**Extract**
Niko Reports Results for the Quarter Ended June 30, 2017Marketwired - Saturday 12th August, 2017
CALGARY, AB--(Marketwired - August 11, 2017) - Niko Resources Ltd. ("Niko" or the "Company") (TSX: NKO) is pleased to report its operating and financial results for the quarter ended June 30, 2017. The operating results are effective August 11, 2017. All amounts are in US dollars unless otherwise indicated and all amounts are reported using International Financial Reporting Standards unless otherwise indicated.
CHIEF EXECUTIVE OFFICER'S MESSAGE TO THE SHAREHOLDERS
Our efforts continue to monetize the Company's core assets for the benefit of all its stakeholders. Market conditions in the industry coupled with our on-going legal issues in India and Bangladesh make this process challenging.
The Company's liquidity situation is a critical concern. As a result, the Company has recently requested consent of its senior lenders to access a portion of the funds in a reserve account to provide additional liquidity.
No assurance can be made that these efforts will provide a solution on a timely basis or at all.
We are committed to doing our best for the benefit of all stakeholders and while we remain hopeful, we acknowledge that much work has to be done.
William Hornaday - Chief Executive Officer, Niko Resources Ltd.

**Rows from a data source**
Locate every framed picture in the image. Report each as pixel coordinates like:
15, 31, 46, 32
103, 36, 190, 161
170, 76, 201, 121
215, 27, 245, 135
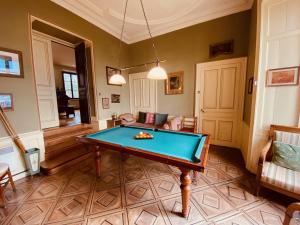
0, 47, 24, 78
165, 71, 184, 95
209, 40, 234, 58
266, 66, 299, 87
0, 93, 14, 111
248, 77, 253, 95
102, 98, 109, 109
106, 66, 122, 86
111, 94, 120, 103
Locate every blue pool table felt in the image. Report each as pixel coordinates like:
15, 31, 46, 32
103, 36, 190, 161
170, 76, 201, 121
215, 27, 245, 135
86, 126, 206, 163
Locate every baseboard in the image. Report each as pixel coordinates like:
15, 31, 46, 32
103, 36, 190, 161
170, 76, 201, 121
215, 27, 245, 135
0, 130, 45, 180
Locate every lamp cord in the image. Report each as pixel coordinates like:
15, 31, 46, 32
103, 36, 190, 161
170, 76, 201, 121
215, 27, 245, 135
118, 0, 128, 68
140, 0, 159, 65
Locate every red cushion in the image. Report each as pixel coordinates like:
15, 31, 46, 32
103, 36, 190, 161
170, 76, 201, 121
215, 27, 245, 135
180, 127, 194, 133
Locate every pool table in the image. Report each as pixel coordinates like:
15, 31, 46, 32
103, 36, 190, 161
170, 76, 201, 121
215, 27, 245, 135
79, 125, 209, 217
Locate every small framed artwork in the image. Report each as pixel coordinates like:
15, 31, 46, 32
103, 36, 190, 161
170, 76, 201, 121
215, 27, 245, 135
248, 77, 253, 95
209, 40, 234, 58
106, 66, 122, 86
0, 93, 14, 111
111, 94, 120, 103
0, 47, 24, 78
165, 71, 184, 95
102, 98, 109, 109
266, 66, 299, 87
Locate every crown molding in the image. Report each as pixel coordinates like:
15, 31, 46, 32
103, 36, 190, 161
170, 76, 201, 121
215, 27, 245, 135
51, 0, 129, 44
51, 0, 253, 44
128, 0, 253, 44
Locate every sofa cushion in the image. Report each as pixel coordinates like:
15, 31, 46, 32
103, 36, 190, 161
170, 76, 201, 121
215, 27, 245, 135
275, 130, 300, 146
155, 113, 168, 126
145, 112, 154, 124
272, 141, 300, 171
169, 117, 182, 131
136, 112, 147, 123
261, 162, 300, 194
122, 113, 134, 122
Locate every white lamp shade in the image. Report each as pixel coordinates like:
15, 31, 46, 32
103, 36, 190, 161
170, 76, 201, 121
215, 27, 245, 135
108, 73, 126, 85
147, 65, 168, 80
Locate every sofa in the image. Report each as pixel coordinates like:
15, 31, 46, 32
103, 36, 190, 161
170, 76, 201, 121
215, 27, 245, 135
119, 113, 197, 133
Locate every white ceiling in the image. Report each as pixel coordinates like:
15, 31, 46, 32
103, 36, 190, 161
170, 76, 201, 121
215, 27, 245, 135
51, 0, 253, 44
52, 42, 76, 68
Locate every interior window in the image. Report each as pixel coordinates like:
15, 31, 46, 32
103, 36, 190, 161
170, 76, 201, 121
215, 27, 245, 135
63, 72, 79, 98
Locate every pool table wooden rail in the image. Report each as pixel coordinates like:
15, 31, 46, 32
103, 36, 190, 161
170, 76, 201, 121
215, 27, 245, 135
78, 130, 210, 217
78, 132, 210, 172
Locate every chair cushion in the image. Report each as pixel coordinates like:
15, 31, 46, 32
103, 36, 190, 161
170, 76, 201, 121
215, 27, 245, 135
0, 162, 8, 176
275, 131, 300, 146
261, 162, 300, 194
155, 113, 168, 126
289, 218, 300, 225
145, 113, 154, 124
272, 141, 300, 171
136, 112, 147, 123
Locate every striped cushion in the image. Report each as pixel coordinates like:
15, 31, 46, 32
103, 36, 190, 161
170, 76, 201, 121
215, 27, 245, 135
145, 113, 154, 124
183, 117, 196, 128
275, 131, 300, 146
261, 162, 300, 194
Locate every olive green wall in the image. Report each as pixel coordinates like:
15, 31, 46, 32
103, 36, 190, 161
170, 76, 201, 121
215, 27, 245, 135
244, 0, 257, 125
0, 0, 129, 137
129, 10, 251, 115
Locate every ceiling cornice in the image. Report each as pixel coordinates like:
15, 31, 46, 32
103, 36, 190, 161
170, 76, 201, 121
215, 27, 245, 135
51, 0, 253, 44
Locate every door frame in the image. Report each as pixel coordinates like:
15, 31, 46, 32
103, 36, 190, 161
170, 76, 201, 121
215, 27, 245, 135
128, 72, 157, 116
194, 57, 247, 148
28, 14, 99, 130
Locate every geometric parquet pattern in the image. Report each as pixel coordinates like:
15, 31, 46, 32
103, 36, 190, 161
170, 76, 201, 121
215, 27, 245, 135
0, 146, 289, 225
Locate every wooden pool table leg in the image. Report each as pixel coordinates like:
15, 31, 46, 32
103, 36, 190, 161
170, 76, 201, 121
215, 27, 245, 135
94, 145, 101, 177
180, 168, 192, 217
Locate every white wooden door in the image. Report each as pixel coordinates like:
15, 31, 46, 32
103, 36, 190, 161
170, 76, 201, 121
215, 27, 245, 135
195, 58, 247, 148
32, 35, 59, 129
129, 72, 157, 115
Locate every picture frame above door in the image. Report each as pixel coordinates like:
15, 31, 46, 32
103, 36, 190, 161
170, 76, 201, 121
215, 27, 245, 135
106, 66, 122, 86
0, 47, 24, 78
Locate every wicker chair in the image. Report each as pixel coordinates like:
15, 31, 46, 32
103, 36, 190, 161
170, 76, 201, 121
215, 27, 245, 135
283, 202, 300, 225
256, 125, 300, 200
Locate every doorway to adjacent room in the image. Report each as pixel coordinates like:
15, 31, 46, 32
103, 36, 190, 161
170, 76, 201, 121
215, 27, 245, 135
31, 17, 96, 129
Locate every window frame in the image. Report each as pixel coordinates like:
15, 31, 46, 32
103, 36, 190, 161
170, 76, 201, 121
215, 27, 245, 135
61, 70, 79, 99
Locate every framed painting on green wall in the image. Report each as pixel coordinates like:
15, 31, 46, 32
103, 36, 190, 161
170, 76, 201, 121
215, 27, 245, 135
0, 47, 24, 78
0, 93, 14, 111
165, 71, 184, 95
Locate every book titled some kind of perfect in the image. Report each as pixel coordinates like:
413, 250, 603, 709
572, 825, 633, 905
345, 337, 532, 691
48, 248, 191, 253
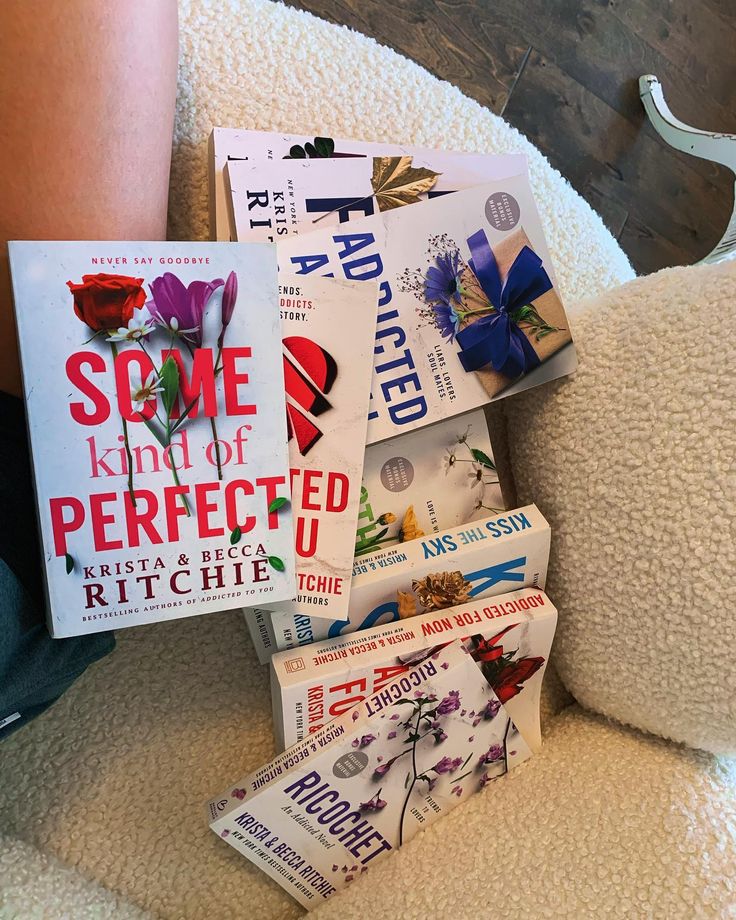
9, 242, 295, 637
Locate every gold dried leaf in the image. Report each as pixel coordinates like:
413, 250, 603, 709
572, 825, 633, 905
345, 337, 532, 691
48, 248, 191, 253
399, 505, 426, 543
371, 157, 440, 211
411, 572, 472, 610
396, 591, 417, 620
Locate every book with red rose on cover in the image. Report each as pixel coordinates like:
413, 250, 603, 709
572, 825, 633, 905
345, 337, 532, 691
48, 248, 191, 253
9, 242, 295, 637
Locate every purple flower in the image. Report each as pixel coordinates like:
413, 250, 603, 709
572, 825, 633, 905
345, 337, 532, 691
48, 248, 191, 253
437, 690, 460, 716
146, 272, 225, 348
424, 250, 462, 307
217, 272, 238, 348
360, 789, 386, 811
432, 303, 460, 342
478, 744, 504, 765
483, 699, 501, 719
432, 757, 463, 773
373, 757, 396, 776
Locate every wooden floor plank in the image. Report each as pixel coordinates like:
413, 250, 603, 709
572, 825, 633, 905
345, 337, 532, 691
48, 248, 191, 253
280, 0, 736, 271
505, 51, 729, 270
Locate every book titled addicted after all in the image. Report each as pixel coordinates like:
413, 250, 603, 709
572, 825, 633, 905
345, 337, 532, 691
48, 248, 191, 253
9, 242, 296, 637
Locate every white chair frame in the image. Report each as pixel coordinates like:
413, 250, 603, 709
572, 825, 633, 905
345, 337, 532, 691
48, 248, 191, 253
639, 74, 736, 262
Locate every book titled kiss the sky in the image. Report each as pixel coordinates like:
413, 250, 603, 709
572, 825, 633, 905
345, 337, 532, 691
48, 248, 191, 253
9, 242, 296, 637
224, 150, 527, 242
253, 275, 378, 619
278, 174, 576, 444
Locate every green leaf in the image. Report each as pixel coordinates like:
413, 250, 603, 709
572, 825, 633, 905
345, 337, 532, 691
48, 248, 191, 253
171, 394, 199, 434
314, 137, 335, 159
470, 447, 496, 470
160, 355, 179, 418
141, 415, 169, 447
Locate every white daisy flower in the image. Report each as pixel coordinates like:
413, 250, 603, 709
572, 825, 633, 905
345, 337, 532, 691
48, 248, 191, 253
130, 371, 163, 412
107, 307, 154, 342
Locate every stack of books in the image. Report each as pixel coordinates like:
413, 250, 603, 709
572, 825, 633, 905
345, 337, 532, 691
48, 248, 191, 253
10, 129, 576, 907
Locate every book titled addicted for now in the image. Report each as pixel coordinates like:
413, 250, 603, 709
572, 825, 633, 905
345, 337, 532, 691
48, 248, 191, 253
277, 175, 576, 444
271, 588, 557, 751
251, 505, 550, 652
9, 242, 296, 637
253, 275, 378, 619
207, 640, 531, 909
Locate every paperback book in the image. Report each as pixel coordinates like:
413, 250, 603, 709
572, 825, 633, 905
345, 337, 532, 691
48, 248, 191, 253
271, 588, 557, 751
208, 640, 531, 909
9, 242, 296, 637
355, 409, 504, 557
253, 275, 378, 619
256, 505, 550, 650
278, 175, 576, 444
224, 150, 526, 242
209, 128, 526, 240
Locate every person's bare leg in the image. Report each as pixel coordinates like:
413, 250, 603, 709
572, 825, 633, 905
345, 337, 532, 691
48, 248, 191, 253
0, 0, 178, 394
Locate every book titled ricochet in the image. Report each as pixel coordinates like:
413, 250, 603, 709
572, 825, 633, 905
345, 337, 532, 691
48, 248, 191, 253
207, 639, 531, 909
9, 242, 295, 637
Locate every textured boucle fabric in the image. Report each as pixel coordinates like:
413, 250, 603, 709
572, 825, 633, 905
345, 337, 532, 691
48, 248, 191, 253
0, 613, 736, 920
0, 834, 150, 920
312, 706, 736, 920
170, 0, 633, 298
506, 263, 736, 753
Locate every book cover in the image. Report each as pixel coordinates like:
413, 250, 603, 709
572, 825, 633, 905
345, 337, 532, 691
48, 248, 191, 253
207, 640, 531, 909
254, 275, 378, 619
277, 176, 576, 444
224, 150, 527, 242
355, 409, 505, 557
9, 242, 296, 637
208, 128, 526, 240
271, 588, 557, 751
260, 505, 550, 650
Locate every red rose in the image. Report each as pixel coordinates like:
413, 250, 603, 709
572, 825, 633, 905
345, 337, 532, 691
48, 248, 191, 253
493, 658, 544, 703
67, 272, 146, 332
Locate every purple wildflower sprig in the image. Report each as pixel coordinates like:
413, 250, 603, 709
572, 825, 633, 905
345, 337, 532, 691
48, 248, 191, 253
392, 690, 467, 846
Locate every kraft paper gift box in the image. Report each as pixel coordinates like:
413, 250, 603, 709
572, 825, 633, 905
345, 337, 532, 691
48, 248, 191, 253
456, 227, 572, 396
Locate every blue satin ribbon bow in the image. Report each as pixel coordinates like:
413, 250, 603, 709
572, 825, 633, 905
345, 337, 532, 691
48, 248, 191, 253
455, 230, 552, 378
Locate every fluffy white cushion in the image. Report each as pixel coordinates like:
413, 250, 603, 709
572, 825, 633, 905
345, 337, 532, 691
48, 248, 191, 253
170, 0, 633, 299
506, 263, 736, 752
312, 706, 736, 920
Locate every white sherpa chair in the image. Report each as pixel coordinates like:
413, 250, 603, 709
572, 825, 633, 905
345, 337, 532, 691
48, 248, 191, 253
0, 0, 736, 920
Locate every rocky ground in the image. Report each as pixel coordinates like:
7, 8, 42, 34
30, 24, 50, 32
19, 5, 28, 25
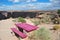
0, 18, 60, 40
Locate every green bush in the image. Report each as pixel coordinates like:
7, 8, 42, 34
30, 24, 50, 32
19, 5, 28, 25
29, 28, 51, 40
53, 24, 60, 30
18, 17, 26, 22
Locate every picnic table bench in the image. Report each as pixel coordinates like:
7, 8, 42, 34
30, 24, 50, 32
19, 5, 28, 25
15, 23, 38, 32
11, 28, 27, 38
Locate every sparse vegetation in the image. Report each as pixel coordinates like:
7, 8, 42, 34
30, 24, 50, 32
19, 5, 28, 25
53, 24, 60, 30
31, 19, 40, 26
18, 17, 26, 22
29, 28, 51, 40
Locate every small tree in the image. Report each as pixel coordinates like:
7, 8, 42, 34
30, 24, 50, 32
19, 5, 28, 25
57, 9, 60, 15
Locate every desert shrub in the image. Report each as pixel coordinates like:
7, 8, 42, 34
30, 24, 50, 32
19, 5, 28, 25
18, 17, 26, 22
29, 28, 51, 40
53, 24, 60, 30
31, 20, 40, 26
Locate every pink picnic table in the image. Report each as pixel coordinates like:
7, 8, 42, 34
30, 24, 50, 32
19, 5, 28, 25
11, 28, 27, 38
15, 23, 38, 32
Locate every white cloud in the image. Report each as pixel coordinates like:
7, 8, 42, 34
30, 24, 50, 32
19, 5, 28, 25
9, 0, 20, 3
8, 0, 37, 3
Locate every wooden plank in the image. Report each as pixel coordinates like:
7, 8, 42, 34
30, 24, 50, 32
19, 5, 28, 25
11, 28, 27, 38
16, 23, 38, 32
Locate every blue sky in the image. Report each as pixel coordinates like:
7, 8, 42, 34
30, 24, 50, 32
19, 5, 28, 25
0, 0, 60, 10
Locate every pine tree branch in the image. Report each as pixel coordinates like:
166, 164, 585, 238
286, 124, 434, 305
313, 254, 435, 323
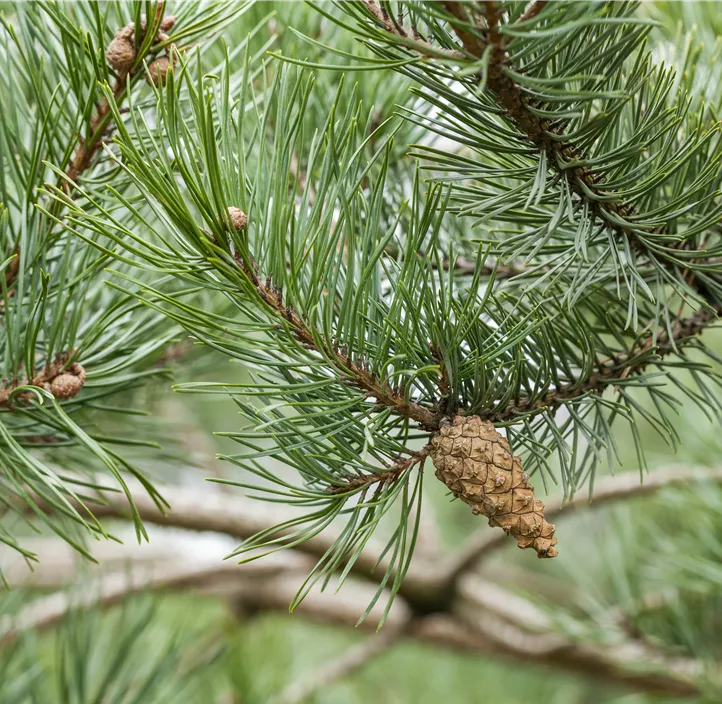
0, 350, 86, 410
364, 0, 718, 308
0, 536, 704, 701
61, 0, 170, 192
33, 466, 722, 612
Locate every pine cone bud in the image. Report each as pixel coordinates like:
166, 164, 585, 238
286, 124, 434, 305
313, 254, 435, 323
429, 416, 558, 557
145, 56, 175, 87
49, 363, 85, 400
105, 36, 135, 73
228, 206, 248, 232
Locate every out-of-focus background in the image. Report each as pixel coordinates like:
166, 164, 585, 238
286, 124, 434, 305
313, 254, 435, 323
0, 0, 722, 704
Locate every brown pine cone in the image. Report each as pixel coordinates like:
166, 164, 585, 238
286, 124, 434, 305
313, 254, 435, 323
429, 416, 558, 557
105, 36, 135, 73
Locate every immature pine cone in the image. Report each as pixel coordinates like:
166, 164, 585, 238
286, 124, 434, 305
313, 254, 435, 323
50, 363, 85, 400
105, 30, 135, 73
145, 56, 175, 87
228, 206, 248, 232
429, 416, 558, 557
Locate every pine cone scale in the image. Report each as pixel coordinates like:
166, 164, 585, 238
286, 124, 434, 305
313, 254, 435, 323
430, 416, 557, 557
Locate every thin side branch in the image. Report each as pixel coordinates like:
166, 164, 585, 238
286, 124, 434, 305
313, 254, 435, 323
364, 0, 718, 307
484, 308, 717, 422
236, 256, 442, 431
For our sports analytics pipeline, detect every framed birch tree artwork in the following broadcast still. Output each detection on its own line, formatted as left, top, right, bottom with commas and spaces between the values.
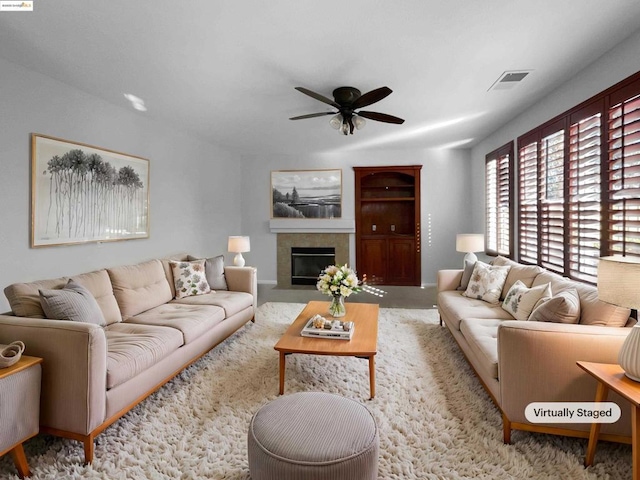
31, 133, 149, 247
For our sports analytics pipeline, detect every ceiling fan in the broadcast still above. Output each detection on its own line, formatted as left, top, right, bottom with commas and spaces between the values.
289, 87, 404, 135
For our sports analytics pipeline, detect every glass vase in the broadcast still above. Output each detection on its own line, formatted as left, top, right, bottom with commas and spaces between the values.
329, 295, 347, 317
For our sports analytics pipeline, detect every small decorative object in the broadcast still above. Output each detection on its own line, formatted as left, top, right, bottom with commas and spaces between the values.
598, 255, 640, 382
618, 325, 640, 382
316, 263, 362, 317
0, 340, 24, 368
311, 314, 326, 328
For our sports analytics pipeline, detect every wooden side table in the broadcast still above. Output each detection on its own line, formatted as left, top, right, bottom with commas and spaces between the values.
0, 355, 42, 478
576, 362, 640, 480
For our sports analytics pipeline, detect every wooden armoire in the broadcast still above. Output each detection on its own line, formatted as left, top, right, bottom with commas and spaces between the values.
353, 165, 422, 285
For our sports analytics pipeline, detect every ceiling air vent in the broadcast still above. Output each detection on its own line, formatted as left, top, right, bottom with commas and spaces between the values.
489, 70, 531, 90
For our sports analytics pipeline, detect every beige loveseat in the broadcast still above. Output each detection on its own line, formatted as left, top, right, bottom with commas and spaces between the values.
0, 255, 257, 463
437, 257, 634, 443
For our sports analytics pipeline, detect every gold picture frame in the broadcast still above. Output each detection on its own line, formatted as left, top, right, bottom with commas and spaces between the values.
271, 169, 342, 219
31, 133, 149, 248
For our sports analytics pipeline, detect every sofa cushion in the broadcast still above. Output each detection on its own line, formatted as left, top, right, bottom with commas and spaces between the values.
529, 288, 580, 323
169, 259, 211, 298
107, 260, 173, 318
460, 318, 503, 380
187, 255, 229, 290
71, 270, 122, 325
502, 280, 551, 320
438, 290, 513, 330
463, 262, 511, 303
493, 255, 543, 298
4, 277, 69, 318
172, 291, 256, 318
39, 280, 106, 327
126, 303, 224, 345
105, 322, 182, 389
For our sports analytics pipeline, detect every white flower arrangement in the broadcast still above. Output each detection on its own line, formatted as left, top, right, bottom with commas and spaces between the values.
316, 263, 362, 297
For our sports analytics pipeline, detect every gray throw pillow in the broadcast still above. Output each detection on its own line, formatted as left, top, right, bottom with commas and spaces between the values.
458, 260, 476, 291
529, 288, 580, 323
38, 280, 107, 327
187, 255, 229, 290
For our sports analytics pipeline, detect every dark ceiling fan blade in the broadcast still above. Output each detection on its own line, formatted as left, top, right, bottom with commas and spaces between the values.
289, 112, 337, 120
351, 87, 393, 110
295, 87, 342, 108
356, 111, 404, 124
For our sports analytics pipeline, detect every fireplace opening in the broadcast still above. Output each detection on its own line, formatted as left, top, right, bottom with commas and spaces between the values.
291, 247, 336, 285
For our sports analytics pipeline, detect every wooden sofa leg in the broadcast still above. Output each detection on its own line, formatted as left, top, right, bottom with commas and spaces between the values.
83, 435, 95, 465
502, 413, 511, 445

**Stated exercise 1**
Return the rows exactly as they appear, from the first row through the line containing "0, 130, 45, 180", inclusive. Omit the pictures.
**Stated exercise 2**
Extend the announcement of Niko's results for the quarter ended June 30, 2017, starting after its final line.

**Response 1**
Locate every framed picture in the image. Report each as pixel coordinates like:
15, 31, 46, 32
103, 36, 190, 161
170, 76, 201, 121
215, 27, 245, 135
0, 47, 24, 78
165, 71, 184, 95
209, 40, 234, 58
266, 66, 299, 87
0, 93, 14, 111
248, 77, 253, 95
102, 98, 109, 109
106, 66, 122, 86
111, 94, 120, 103
Locate every blue pool table felt in the image. Report each as pixel coordinates like:
15, 31, 46, 32
103, 36, 190, 161
170, 76, 201, 121
215, 27, 245, 135
86, 126, 206, 163
Locate every baseboard in the image. Report each as pixel coordinates like:
15, 31, 46, 32
103, 36, 190, 161
170, 76, 201, 121
215, 27, 245, 135
0, 130, 45, 180

**Response 2**
LIQUIDITY AND CAPITAL RESOURCES
Funding of Projected Cash Requirements of the Company
The Company's cash flow has been negatively impacted by the failure of Bangladesh Oil, Gas and Mineral Corporation ("Petrobangla") to comply with its legal obligations as outlined below. In addition, certain outcomes in respect of ongoing disputes noted below could have a material adverse impact on cash flow.
The Company's cash balances as at June 30, 2017 and projected revenues from its assets in India are not expected to be sufficient to fund the projected cash requirements of the Company's assets in India and its other cash requirements over the next several months. As a result, in August 2017, the Company requested consent from the Lenders under its amended and restated facilities agreement to use a portion of the funds in a restricted cash reserve account to meet its cash requirements. A decision from the Lenders is expected before the end of August 2017. An adverse decision from the Lenders will have a material adverse impact on the Company's ability to fund its operations and may lead the Company to take steps which could be adverse to all stakeholders.
The Company's cash resources, and therefore its ability to fund its operations, could be positively enhanced by various factors, including the following:Receiving payments from Petrobangla of amounts due, Executing sale(s) of the Company's interests in its core assets in India and Bangladesh, or Obtaining financing for planned development projects in the D6 Block.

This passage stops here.